- [TASK GOAL] Edit the entries that open with the line containing "Where does a point fall on the weathered" and close with the line containing "Target: weathered wall stain" by replacing "stain" with "mark" and leaving everything else unchanged. Return only those lines.

- [DATASET RECORDS]
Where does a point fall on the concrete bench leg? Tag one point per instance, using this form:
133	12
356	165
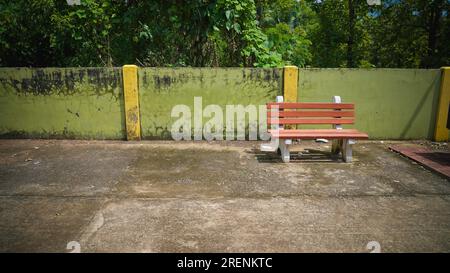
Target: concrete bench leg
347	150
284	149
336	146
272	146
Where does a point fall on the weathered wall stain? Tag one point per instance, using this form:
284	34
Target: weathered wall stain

* * *

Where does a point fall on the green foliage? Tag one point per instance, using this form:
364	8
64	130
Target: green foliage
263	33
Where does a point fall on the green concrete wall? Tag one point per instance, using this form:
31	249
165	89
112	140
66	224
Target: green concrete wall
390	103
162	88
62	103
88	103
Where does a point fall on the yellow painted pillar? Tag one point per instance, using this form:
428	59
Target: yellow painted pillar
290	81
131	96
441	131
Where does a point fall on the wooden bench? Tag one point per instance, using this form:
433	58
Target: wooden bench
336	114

- [COMPLETED EXERCISE]
Where does a point fall on the weathered wall mark? Tag one point per instance, using this form:
284	34
Target: weathered wall mark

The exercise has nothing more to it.